● Given request: Extract every line of the listing below that contains the word "quarter". Treat uppercase and lowercase letters as distinct.

● Dataset entries:
+ + + + + + +

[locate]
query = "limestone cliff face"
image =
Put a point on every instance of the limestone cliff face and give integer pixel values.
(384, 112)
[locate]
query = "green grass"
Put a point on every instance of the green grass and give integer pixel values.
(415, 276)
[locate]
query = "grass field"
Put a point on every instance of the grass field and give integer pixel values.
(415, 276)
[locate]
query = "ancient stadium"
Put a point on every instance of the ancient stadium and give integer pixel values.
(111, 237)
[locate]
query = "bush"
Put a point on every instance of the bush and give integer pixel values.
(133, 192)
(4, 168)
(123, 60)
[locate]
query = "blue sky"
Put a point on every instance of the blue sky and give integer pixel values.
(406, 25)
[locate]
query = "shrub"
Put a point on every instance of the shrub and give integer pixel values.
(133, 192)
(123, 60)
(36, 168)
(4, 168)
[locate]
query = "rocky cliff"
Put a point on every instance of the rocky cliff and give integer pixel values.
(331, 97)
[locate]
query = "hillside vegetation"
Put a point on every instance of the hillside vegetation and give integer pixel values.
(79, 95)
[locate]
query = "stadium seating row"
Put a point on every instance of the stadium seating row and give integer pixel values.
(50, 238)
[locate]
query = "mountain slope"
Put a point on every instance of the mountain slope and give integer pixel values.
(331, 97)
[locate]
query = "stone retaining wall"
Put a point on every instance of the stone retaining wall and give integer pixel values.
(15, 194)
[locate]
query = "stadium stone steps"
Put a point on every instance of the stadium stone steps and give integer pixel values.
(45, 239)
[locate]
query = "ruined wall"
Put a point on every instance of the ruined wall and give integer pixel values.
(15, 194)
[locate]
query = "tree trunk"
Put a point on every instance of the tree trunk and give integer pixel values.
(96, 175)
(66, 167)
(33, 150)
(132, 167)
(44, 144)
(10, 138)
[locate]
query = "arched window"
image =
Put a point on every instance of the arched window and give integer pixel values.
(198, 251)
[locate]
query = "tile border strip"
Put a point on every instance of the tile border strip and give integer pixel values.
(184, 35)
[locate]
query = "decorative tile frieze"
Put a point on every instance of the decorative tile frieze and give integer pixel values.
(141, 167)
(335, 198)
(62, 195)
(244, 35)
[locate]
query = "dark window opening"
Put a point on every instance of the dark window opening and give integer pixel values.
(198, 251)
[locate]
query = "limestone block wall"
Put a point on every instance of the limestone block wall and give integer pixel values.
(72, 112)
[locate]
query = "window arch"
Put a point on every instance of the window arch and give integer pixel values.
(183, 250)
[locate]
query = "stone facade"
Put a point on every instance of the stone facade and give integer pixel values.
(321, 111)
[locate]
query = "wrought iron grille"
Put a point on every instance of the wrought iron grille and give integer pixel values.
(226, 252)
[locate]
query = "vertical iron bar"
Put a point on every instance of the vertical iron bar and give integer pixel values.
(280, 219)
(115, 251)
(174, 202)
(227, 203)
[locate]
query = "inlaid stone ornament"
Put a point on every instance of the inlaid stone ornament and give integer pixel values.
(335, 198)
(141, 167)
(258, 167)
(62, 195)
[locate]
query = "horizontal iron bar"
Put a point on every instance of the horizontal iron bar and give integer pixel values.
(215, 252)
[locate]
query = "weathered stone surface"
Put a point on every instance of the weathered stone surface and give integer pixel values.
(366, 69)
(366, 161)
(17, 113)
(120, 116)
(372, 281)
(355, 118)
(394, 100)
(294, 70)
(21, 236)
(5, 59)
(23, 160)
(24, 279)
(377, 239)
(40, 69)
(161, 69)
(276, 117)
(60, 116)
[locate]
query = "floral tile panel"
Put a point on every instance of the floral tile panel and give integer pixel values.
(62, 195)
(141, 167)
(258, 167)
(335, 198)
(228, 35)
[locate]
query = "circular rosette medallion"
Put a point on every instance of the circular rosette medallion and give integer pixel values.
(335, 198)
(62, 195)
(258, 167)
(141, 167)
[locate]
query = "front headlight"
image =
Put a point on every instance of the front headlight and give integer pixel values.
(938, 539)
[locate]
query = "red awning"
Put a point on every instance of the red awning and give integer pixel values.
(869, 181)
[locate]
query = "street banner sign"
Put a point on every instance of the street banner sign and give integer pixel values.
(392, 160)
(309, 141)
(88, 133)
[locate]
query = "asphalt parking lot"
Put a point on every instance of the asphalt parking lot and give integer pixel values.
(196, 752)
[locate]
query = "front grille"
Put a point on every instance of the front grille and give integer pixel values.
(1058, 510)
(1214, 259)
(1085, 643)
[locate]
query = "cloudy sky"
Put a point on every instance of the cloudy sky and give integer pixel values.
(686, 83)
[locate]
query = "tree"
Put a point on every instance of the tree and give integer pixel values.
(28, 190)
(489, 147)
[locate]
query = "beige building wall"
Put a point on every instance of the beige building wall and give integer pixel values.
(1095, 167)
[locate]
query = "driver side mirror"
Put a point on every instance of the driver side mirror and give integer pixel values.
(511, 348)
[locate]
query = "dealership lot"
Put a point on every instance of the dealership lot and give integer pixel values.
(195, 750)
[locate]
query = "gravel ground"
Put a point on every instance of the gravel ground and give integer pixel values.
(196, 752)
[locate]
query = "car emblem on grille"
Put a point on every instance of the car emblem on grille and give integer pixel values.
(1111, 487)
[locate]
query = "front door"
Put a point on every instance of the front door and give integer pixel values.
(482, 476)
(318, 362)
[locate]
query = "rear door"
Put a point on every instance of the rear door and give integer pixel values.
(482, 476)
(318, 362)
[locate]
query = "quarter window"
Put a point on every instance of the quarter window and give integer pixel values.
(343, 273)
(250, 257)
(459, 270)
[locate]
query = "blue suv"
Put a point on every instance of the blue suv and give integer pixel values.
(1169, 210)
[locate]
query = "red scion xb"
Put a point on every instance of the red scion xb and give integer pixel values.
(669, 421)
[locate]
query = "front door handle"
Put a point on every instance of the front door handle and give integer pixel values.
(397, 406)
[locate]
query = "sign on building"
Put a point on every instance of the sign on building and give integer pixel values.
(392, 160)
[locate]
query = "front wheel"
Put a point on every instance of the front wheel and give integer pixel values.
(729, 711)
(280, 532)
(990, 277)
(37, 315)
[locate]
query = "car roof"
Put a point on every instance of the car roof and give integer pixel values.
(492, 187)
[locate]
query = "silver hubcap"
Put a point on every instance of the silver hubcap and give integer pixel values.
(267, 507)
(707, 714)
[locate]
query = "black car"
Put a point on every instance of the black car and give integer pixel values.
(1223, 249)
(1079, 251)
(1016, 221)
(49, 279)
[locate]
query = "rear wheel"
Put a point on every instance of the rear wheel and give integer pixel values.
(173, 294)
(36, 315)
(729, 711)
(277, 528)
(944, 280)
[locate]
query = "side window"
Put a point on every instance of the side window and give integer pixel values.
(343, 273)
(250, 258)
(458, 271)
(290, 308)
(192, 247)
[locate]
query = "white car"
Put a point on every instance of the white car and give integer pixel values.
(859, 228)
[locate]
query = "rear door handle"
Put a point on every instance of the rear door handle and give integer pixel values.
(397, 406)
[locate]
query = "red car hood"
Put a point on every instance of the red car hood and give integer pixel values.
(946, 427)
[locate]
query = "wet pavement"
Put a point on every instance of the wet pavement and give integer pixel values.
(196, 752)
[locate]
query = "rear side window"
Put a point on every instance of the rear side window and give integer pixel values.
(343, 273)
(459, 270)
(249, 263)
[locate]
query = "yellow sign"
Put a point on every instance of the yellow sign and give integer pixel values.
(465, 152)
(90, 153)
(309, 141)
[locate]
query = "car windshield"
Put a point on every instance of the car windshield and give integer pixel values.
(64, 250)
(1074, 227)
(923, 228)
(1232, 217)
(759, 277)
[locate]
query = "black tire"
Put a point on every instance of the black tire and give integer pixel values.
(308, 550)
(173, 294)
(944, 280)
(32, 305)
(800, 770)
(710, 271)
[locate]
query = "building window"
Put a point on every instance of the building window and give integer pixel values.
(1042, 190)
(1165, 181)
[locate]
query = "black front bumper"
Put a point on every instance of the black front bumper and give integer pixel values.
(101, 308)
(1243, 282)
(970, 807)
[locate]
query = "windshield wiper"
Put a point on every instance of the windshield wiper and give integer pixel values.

+ + + + + + +

● Response:
query = "quarter window"
Put a point on every instance of the quarter window and give integer pixel values.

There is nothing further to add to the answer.